- [SOAL LATIHAN] Sunting bagian petikan tentang Gus Dur dan etnis Tionghoa mulai dari "Diakui bahwa Gus" sampai dengan "menjadi pemasok persenjataan." dengan mengganti "kolonial Belanda" menjadi "penjajah Belanda". Tuliskan bagian yang sudah disunting itu.

- [PETIKAN TEKS]
**********
Diakui bahwa Gus Dur adalah pemimpin negara yang pertama kali memperjuangkan kewarganegaraan kelompok keturunan Tionghoa di Indonesia dalam posisi yang semestinya sebagaimana warga negara yang lain dalam posisi yang setara tanpa terkecuali.
Perjuangan Gus Dur tersebut bukan tanpa alasan. Etnis Tionghoa memiliki peranan penting bagi Indonesia saat ini. Sejarah bangsa ini mencatat bagaimana warga Tionghoa ikut bahu-membahu dalam perjuangan kemerdekaan Indonesia melawan kolonial Belanda dengan menjadi pemasok persenjataan.
Jauh sebelumnya, peran itu tertanam kuat pada masa-masa kerajaan nusantara. Ketika kerajaan Sriwijaya di masa kehancuran dan pemerintahan sedang kacau, etnis Tionghoa yang memiliki keterikatan langsung dengan Tiongkok mengambil inisiatif untuk membangun pemerintahan sendiri agar kekacauan di Palembang tidak berlarut-larut. Palembang baru memaklumatkan diri berada di bawah kekuasaan Majapahit di Jawa setelah Laksamana Cheng Ho datang ke Palembang dan mendirikan masyarakat IslamTionghoa dan dipimpin oleh Arya Damar.
Kehidupan kelompok Tionghoa di Nusantara, pada dasarnya telah membaur dengan masyarakat pribumi. Kelompok pendatang Tionghoa yang umumnya pedagang, banyak yang menikah dengan perempuan pribumi. Begitu besarnya pengaruh pembauran ini hingga mampu mempengaruhi sejarah perkembangan kehidupan kerajaan dengan para rajanya dan perkembangan agama Islam dengan para ulamanya. (hal. 44)
Rekonsiliasi Nasional
Masih segar dalam ingatan kita bagaimana Gus Dur berjuang membela etnis Tionghoa pada masa-masa sulit tahun 1998. Dan langkah yang diambil Gus Dur dianggap sulit diterima, bahkan bertentangan dengan pendapat umum yang menimpakan kesalahan pada orang-orang Tionghoa sebagai penyebab krisis ekonomi pada waktu itu. Beberapa saat setelah tragedi Mei 1998, Gus Dur (yang waktu itu masih menjabat Ketua Umum PBNU) menyerukan kepada keturunan China yang berada di luar negeri untuk segera kembali ke Indonesia dan menjamin keselamatan mereka. Dan kepada warga pribumi, Gus Dur menghimbau agar mau menerima dan membaur dengan warga keturunan Tionghoa tersebut. Perjuangan Gus Dur membela minoritas Tionghoa semakin tegas ketika Ia menjadi Presiden Republik Indonesia keempat yang diwujudkannya memalui berbagai kebijakan, Inpres No. 14 tahun1967 yang kemudian dilanjutkan oleh Megawati dengan penetapan Imlek sebagai hari libur Nasional melalui Kepres No. 19 tahun 2002.
**********
- [DATA HASIL EKSTRAKSI]

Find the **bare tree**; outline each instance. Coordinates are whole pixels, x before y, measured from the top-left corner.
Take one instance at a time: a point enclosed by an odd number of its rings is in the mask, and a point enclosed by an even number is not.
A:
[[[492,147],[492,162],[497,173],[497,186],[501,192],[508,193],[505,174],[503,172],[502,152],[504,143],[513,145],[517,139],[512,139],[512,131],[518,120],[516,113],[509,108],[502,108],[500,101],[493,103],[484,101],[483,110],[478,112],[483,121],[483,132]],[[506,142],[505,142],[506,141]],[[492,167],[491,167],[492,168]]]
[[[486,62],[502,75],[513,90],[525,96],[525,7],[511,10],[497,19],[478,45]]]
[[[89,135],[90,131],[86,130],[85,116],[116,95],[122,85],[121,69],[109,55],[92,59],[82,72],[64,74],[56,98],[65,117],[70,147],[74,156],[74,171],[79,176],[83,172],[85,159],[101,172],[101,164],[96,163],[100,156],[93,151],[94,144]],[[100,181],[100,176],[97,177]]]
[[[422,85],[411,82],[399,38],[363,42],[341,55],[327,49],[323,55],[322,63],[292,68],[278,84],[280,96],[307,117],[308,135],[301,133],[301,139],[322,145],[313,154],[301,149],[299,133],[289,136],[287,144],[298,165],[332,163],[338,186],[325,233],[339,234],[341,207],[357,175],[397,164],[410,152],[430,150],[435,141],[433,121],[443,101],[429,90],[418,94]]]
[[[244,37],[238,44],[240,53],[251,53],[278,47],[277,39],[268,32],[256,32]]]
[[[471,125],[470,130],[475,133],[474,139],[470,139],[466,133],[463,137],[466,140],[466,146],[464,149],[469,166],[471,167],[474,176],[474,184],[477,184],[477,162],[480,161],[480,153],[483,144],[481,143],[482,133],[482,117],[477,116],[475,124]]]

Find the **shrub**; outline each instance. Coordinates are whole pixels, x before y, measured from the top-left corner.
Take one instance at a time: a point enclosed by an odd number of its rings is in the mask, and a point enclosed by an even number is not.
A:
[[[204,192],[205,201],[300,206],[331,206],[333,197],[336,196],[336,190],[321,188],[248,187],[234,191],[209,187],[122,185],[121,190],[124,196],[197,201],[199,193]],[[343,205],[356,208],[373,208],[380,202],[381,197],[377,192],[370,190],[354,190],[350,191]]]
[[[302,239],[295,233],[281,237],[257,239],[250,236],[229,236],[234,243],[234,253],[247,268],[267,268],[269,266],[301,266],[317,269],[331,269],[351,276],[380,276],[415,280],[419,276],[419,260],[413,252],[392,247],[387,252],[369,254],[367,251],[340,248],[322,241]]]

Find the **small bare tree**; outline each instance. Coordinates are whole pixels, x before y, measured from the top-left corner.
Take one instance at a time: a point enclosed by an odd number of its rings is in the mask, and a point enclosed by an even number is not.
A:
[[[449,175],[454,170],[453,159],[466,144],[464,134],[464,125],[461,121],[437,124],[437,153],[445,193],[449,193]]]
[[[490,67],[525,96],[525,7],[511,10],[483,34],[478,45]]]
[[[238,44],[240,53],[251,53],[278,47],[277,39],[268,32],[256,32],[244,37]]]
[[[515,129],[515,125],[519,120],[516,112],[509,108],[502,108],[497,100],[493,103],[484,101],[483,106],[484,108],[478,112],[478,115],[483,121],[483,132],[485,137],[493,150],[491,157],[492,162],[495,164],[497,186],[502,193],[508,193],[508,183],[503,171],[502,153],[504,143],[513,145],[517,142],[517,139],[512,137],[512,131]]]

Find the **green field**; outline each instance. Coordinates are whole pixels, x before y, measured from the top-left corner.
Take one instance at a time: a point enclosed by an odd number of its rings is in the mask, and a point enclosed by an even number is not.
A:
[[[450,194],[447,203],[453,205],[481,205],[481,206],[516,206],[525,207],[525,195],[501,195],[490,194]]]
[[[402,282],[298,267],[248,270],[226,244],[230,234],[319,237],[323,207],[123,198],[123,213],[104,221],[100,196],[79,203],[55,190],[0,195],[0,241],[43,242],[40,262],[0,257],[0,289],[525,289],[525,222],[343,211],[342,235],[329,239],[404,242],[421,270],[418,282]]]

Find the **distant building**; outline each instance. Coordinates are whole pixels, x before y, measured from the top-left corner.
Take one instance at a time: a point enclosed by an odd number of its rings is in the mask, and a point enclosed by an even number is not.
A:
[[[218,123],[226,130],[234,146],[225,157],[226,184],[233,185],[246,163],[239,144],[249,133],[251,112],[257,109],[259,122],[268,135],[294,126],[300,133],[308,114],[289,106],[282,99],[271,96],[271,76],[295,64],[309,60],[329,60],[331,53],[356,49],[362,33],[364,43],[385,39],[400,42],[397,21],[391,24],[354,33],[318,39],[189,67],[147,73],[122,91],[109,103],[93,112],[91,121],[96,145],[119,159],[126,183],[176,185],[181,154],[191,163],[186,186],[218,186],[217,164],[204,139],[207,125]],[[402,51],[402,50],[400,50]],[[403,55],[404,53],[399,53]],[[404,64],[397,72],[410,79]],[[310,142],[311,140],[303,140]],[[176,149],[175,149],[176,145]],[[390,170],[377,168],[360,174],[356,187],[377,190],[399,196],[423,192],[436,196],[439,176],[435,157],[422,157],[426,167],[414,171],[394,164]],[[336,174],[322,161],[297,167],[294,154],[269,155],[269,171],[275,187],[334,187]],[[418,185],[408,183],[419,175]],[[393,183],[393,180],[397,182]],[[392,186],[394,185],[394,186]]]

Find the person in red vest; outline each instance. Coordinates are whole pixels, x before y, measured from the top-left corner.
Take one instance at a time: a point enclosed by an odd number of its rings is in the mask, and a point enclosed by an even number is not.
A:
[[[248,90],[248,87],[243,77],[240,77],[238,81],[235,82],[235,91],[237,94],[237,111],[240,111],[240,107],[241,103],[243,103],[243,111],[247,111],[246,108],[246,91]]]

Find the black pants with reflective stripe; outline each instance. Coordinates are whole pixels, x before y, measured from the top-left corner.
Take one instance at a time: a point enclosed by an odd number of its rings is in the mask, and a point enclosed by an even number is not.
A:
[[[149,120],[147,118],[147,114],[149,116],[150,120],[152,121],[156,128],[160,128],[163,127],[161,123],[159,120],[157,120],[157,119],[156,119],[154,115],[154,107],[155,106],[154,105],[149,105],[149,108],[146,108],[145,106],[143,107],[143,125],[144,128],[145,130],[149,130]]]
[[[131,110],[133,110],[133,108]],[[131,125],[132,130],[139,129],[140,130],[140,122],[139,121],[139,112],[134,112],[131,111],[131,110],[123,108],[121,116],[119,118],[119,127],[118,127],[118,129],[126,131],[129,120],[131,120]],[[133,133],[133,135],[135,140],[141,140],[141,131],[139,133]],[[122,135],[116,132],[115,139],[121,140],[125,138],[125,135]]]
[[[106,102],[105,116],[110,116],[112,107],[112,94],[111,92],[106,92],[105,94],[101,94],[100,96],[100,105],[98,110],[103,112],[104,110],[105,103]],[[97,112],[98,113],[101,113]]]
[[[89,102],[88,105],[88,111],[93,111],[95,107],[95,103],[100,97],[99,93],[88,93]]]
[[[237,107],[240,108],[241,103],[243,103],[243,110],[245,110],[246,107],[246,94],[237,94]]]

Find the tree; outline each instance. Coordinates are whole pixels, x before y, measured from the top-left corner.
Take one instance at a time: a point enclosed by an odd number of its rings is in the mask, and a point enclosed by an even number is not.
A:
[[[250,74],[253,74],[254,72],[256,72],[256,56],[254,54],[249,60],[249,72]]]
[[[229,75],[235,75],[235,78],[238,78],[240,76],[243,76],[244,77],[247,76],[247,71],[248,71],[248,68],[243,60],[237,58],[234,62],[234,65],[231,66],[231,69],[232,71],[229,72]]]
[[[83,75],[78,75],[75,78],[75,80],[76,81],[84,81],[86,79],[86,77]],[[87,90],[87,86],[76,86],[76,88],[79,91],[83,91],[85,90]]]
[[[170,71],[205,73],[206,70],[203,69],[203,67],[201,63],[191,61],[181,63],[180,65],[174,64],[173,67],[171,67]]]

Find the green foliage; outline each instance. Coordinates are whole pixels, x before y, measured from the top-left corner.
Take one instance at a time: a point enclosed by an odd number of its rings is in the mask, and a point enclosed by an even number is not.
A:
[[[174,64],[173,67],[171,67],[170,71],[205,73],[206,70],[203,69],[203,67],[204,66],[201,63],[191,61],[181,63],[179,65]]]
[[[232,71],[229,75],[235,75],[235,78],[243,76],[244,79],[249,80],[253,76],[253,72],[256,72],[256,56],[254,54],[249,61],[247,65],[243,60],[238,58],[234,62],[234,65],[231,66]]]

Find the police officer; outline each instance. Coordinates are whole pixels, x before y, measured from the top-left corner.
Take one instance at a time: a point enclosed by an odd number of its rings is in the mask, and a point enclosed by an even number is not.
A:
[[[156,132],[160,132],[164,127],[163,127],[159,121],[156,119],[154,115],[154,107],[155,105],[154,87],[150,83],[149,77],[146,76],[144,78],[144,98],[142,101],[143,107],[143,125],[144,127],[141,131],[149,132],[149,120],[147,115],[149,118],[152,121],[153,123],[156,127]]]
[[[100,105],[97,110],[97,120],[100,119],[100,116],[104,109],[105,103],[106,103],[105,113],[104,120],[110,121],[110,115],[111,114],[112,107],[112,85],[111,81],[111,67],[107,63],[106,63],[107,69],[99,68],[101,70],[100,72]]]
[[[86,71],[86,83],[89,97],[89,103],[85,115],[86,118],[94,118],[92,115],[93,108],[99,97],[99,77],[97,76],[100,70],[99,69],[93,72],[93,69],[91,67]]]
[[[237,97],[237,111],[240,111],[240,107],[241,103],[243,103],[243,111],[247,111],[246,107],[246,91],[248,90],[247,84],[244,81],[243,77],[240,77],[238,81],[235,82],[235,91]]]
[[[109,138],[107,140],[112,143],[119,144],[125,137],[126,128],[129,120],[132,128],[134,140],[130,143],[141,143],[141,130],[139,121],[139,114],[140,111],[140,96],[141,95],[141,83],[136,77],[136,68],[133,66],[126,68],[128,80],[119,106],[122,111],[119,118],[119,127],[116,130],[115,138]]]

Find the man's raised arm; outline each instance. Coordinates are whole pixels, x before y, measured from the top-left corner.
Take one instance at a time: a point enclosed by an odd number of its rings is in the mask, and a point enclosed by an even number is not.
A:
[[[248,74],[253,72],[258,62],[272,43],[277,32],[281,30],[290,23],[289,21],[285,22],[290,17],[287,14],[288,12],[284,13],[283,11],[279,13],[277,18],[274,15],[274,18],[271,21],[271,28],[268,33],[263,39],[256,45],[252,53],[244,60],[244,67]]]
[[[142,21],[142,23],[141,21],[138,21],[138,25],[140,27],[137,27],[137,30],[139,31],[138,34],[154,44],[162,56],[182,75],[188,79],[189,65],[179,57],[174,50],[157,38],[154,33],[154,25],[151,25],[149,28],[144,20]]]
**********
- [PENYELESAIAN SOAL]
Diakui bahwa Gus Dur adalah pemimpin negara yang pertama kali memperjuangkan kewarganegaraan kelompok keturunan Tionghoa di Indonesia dalam posisi yang semestinya sebagaimana warga negara yang lain dalam posisi yang setara tanpa terkecuali.
Perjuangan Gus Dur tersebut bukan tanpa alasan. Etnis Tionghoa memiliki peranan penting bagi Indonesia saat ini. Sejarah bangsa ini mencatat bagaimana warga Tionghoa ikut bahu-membahu dalam perjuangan kemerdekaan Indonesia melawan penjajah Belanda dengan menjadi pemasok persenjataan.